***** Raw records *****

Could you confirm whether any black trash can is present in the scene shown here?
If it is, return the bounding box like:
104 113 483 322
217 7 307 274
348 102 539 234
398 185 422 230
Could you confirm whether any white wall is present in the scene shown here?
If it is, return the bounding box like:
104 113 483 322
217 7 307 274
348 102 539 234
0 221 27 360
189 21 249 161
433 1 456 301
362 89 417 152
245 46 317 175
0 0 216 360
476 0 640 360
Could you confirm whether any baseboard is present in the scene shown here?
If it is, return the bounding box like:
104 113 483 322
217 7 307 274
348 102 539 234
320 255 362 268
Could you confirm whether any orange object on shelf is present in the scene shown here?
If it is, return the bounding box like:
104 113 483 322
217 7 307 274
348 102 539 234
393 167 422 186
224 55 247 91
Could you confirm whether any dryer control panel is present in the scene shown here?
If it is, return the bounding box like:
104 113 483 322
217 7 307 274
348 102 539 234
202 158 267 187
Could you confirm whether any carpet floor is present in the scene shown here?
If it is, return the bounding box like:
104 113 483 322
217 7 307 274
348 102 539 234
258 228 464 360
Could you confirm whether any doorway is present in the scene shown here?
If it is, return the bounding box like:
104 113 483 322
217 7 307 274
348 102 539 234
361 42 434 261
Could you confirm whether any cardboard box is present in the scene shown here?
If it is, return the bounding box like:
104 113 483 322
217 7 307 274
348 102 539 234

*****

Reproduce the data above with each occurrence of "bounding box" renamed to "box coordinates", keeping every other line and word unchanged.

Could you confirm whether any black trash can is present in the scene shown here?
If it is, return the box coordinates like:
104 113 483 322
217 7 307 274
348 102 539 234
398 185 422 230
Could you confirm whether any white wall is present in the scene shown here?
If it is, return the box coordinates like:
104 113 483 322
217 7 307 274
348 102 539 234
0 221 27 360
189 21 249 161
433 1 456 301
362 89 417 152
245 46 317 175
0 0 216 360
476 0 640 360
Could you confirm whether any baseboard is present in the scene shown here?
If it is, return the box coordinates like:
104 113 483 322
217 7 307 274
348 102 539 234
320 255 362 268
Could you confirm whether any orange object on shelf is present in the scene shown here?
If it is, return the box coordinates like:
104 113 483 322
217 7 307 274
348 102 539 234
393 167 422 186
224 55 247 91
Could you confirm whether any dryer control panel is present in the scene shown here?
If it is, return the box coordinates like:
104 113 483 322
217 7 307 274
348 102 539 234
202 158 267 187
Could you confirm whether any carpet floor is present in the scene shown here?
If it is, return the box coordinates like:
104 113 483 322
217 7 307 274
348 102 539 234
258 228 464 360
Could you confirm whether any doorway is present in the scene shown here?
If it is, return the box coordinates like:
104 113 483 322
217 7 307 274
348 102 539 234
361 42 434 261
Could you confirm whether any cardboard box is present in the scene shown here?
If it is, return the box coordinates like:
104 113 483 322
217 7 307 274
348 102 539 234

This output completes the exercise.